((

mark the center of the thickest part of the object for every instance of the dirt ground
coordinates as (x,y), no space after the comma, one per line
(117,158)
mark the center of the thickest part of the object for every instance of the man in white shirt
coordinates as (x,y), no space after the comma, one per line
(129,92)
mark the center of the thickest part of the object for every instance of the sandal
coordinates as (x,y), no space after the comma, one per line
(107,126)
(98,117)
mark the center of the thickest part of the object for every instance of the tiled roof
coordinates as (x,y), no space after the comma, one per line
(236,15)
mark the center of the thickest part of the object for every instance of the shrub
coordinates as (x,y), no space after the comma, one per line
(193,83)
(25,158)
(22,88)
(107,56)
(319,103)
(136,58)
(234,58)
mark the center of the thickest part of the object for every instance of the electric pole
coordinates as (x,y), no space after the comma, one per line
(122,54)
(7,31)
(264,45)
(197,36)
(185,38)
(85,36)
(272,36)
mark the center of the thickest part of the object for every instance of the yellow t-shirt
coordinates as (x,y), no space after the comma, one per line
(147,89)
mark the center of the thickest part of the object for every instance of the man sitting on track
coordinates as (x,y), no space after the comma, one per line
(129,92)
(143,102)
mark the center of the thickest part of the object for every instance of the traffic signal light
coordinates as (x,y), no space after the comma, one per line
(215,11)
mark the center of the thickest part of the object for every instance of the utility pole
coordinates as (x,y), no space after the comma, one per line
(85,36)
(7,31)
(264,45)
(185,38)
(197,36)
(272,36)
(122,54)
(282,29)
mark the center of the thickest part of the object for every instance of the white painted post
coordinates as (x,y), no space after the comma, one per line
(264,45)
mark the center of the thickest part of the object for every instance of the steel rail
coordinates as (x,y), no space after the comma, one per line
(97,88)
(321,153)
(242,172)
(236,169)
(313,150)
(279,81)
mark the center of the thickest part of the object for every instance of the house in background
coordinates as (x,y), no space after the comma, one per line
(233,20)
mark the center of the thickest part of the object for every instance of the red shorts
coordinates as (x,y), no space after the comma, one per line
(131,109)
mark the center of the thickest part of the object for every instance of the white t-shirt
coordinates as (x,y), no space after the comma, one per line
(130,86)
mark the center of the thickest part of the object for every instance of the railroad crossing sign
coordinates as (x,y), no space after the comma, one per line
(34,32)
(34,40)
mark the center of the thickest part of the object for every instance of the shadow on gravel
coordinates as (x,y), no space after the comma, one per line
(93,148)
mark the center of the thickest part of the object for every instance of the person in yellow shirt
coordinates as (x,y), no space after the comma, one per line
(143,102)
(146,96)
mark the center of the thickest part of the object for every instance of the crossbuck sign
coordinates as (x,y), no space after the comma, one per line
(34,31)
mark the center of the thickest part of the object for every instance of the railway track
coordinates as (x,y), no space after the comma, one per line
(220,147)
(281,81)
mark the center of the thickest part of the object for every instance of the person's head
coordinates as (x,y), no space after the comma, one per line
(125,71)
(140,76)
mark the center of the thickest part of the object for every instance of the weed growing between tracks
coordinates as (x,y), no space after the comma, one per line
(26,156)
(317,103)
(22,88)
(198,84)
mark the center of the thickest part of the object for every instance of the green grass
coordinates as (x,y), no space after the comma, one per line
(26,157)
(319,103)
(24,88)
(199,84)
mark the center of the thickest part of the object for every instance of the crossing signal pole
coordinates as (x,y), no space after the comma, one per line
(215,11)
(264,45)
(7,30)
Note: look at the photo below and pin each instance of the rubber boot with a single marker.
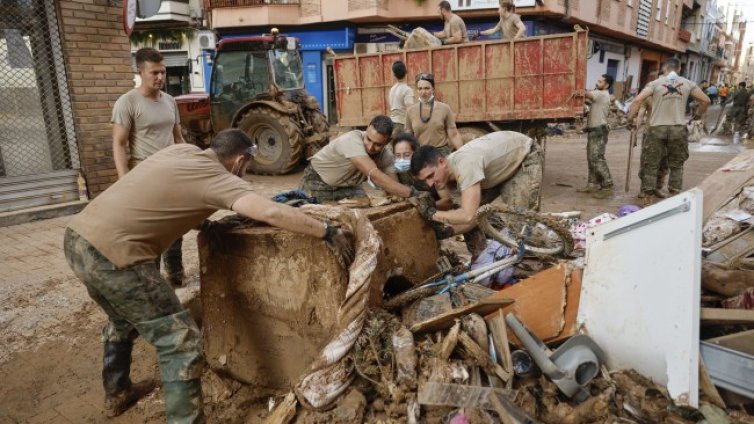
(120, 393)
(183, 401)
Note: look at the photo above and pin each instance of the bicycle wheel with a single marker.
(506, 224)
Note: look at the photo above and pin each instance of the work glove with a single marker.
(341, 243)
(425, 204)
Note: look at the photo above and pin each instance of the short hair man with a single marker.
(454, 30)
(503, 164)
(112, 244)
(146, 120)
(738, 113)
(667, 132)
(510, 24)
(599, 182)
(401, 97)
(337, 171)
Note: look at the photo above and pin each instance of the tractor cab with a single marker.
(252, 68)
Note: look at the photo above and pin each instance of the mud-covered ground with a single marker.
(50, 349)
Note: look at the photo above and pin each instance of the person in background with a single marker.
(599, 182)
(401, 97)
(146, 120)
(431, 121)
(510, 24)
(454, 30)
(667, 132)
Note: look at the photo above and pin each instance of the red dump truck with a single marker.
(492, 85)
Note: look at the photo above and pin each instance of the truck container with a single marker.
(493, 85)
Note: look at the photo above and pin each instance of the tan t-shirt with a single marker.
(669, 100)
(455, 24)
(161, 199)
(489, 160)
(435, 131)
(333, 163)
(599, 109)
(508, 27)
(149, 123)
(401, 96)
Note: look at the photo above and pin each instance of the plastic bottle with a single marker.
(83, 192)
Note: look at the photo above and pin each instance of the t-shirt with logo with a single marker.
(149, 122)
(333, 162)
(599, 109)
(455, 24)
(170, 193)
(489, 160)
(669, 100)
(401, 95)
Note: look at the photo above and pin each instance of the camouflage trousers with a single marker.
(523, 188)
(599, 173)
(139, 302)
(313, 185)
(662, 171)
(668, 142)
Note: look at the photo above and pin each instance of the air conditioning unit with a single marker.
(207, 40)
(361, 48)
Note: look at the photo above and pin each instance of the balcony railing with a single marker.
(243, 3)
(684, 35)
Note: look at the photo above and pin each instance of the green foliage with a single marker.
(150, 38)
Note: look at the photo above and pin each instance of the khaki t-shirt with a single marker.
(508, 27)
(401, 96)
(149, 122)
(435, 131)
(669, 100)
(161, 199)
(455, 24)
(333, 163)
(599, 109)
(489, 160)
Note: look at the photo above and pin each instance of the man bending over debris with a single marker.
(112, 245)
(503, 164)
(337, 171)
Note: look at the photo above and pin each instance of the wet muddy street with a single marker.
(50, 349)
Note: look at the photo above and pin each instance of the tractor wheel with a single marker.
(470, 133)
(277, 139)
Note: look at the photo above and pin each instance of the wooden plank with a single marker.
(472, 397)
(443, 321)
(719, 316)
(476, 353)
(499, 332)
(547, 303)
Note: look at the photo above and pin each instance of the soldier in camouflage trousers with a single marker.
(667, 135)
(599, 182)
(138, 301)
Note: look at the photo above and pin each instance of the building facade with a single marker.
(62, 66)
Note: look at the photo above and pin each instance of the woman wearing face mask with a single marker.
(432, 121)
(404, 146)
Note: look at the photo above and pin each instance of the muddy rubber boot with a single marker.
(590, 188)
(183, 401)
(120, 393)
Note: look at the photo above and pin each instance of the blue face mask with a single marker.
(402, 165)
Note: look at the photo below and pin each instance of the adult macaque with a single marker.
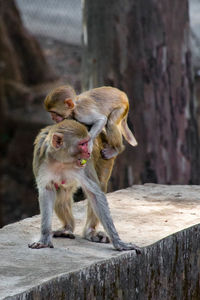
(61, 162)
(99, 107)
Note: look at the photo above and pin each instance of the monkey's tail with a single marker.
(127, 133)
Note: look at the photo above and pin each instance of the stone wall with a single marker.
(152, 216)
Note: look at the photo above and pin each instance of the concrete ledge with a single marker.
(153, 216)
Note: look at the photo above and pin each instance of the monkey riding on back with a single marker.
(98, 108)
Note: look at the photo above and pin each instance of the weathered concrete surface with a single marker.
(78, 269)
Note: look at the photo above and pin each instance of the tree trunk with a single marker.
(22, 67)
(142, 47)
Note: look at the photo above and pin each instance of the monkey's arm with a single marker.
(100, 206)
(46, 201)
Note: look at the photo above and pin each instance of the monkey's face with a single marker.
(56, 117)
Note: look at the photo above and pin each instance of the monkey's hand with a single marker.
(42, 243)
(121, 246)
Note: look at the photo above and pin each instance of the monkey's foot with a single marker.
(64, 233)
(97, 237)
(121, 246)
(108, 152)
(40, 245)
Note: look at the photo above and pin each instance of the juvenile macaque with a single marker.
(62, 161)
(100, 107)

))

Required work ▸ Tail of the listing, starting at the line with "juvenile macaque with a single marker." and ending at the last line: output it exactly and add nothing.

Result ▸
Note: look at the photo above and pin each instance of the juvenile macaque with a single marker.
(62, 161)
(100, 107)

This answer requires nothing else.